→ Saved data entries
********************

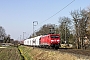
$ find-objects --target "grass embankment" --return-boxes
[0,47,21,60]
[18,46,32,60]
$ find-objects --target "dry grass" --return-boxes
[0,47,21,60]
[18,46,90,60]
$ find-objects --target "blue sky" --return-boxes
[0,0,90,39]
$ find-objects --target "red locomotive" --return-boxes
[40,34,60,48]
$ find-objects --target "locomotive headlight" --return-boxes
[51,40,54,42]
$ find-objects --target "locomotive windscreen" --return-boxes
[51,36,59,38]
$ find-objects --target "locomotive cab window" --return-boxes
[51,36,59,38]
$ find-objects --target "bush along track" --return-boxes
[18,46,32,60]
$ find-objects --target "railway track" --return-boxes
[35,47,90,56]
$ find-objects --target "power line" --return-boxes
[37,0,75,30]
[41,0,75,23]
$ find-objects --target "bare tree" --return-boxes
[71,10,88,48]
[59,17,71,43]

********************

→ Required work
Copy all of the items above line for line, omitting the pictures.

→ The response
$ find-objects --target "grass embankment" --return-boxes
[0,47,21,60]
[18,46,32,60]
$ find-objects --target "dry grass" --return-boxes
[0,47,21,60]
[18,46,90,60]
$ find-objects --target "blue sky" --return-boxes
[0,0,90,39]
$ find-objects --target "red locomotive" --return-boxes
[40,34,60,48]
$ find-objects --target "locomotive headlight" --return-boxes
[51,40,54,42]
$ find-objects --target "locomotive windscreen" --return-boxes
[51,36,59,38]
$ find-objects --target "locomotive cab window" --return-boxes
[51,36,59,38]
$ find-objects --target "bush along track" --return-boxes
[18,46,32,60]
$ find-objects --target "railway track" --return-boxes
[35,47,90,56]
$ find-objects --target "power line" --return-boxes
[37,0,75,30]
[41,0,75,23]
$ find-objects --target "bare tree" --return-boxes
[71,10,88,48]
[59,17,71,43]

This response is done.